** start Dataset extract **

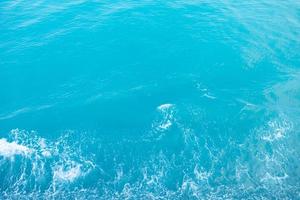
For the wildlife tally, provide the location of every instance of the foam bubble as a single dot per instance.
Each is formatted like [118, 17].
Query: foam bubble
[67, 174]
[9, 149]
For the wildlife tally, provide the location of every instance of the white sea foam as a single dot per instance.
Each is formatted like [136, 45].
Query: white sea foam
[9, 149]
[166, 122]
[69, 175]
[164, 106]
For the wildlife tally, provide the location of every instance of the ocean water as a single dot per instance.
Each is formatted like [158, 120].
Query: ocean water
[183, 99]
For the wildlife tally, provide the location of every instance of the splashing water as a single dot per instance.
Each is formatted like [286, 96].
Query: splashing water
[190, 99]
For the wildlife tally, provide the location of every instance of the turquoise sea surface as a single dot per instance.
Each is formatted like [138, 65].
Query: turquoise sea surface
[182, 99]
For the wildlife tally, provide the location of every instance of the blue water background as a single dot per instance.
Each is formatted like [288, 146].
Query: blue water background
[147, 99]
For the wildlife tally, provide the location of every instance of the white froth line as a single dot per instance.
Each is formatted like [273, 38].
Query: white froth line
[9, 149]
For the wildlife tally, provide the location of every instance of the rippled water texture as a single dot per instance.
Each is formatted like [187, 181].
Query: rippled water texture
[147, 99]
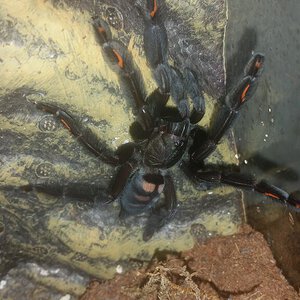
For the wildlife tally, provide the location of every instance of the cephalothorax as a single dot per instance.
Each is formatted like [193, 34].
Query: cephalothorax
[161, 134]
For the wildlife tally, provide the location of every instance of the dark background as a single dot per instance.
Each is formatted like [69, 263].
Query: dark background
[267, 131]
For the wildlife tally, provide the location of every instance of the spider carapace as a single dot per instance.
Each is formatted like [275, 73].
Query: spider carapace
[162, 135]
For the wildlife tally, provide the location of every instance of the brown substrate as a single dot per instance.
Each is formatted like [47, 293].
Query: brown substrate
[236, 267]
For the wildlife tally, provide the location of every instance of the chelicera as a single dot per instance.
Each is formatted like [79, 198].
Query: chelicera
[162, 135]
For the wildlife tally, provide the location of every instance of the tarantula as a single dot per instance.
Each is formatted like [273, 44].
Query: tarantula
[162, 134]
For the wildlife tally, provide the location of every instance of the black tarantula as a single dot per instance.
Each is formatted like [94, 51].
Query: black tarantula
[162, 135]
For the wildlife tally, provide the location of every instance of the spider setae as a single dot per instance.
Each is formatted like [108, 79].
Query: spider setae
[162, 135]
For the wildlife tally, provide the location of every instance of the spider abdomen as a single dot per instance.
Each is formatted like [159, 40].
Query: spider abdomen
[141, 192]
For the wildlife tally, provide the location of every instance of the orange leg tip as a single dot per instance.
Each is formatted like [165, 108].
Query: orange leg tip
[271, 195]
[119, 58]
[244, 93]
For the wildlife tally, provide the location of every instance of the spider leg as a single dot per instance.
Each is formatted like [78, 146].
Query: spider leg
[87, 137]
[120, 180]
[246, 181]
[169, 79]
[225, 115]
[162, 213]
[119, 56]
[195, 92]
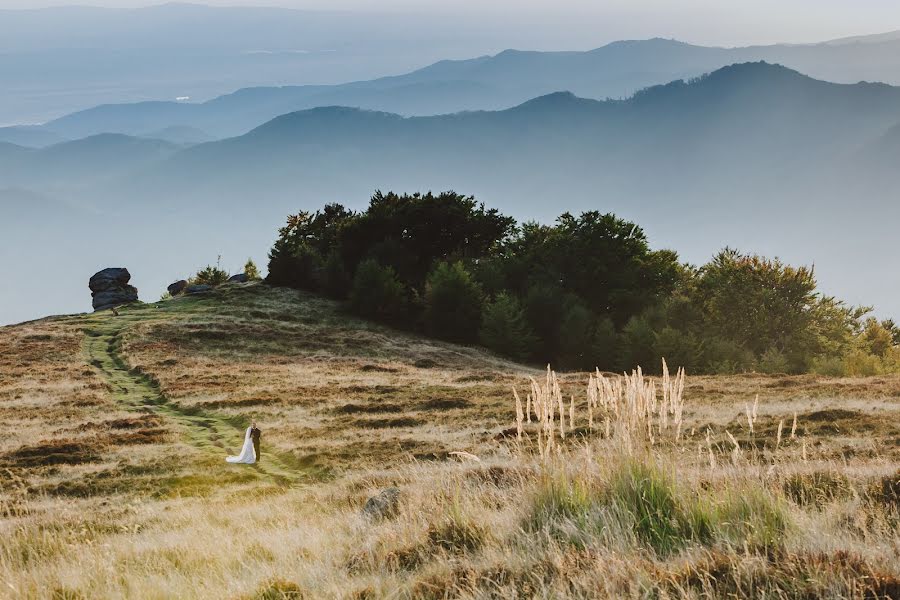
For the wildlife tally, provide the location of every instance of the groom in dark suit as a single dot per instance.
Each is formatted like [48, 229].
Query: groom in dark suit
[255, 434]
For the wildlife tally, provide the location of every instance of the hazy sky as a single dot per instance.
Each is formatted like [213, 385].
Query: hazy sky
[724, 22]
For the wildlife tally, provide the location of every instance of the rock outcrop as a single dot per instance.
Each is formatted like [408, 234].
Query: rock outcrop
[177, 287]
[198, 288]
[109, 288]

** end Dataset extract **

Task objective: The listing above needs to be output again exactly. Don't include the pictures.

Solution for this exercise:
For the wildlife tally, provide the location of every instance of the foam bubble as a single dot per instance.
Each is formatted like [118, 17].
Query: foam bubble
[67, 174]
[9, 149]
For the wildlife tally, provide the location of every instance of the white sea foam as a single dot per instance.
Each is formatted like [136, 45].
Query: white sea foam
[9, 149]
[166, 122]
[69, 175]
[164, 106]
For the wildlife tally, provide the location of every instance of the ocean water as a single dot per instance.
Each is formatted like [158, 120].
Query: ocean water
[183, 99]
For the wildlife tally, provide the location of every instance of the splashing water as a single dot per instance.
Each is formatted like [286, 96].
Query: splashing water
[190, 99]
For the wildlife tally, provide the location of every instance of the turquoise sea surface as a single dot per instance.
Each is formatted like [138, 65].
Query: turquoise sea surface
[182, 99]
For the wildlife tally, provide the location of every instance of the blue water background as a single dot per instance.
Each is formatted like [288, 146].
Query: blue water background
[147, 99]
For the wildlife tally, provide the location of every instance of the white froth line as a single dot per instance.
Each is formatted like [273, 38].
Query: white froth line
[9, 149]
For the wildlife tally, provide the location of every instance of the rippled water texture as a single dot per instance.
Each is formatted like [187, 181].
Query: rippled water texture
[147, 99]
For the wildlife tally, provide the location of every instance of the cephalothorax as a single dot per instance.
Each is formatted like [193, 34].
Query: cephalothorax
[161, 134]
For the wildlife tally, provide the location of every instance of the dark background as a single dot per instance.
Each is formatted like [69, 263].
Query: dark background
[267, 131]
For the wildlife tally, provide the location of every instance of the spider carapace as a single dot per instance.
Each is formatted like [275, 73].
Query: spider carapace
[162, 135]
For the wildlife tally, provide the location of every instance of the brown substrate as a single dot per instance.
Each is formatted like [47, 293].
Query: brown substrate
[236, 267]
For the wildlife tally, provide the location of every instance of the chelicera as a single dot per instance.
Each is formatted like [79, 198].
Query: chelicera
[162, 135]
For the wildlife tally, provide the location of every instance of the tarantula as a single dot per instance.
Each is formatted like [273, 44].
Query: tarantula
[162, 134]
For the wildlife tally, provide the location of every instance of the black tarantula as a single dot per instance.
Each is formatted like [94, 51].
Query: black tarantula
[162, 135]
For the wildlife tally, provide the location of every instance of the spider setae as a single dot per instance.
Each is formatted like [108, 79].
Query: spider setae
[162, 135]
For the wildlife tally, provide the location of every instance of the spider abdomen as a single dot per instance.
Each is formatted like [159, 40].
Query: spider abdomen
[141, 192]
For the wildlife tally, provide the location of every instance of the orange leg tip as a single dot per instance.
Each is formatted like [165, 108].
Query: orange leg tip
[271, 195]
[119, 58]
[244, 93]
For the wildlife tally, provide the location of every instance of the spider leg as a single dot per instance.
Each is formatted like [78, 146].
Query: spider leg
[87, 137]
[120, 180]
[246, 181]
[169, 79]
[225, 115]
[162, 213]
[119, 56]
[195, 92]
For the wildlife tally, provide the location of every instance of the groom in dark suit as a single dot per instance.
Each is formatted like [48, 229].
Query: groom in dark suit
[255, 434]
For the wildlife tally, provide the location of every instance of the hazy sky as a single dot per instance.
Each is formatted like [213, 385].
Query: hazy sky
[724, 22]
For the wildlife tally, provide the location of every instance of the rock outcrop as a single dot per instance.
Each is formatted like [408, 234].
Query: rock outcrop
[177, 287]
[198, 288]
[109, 288]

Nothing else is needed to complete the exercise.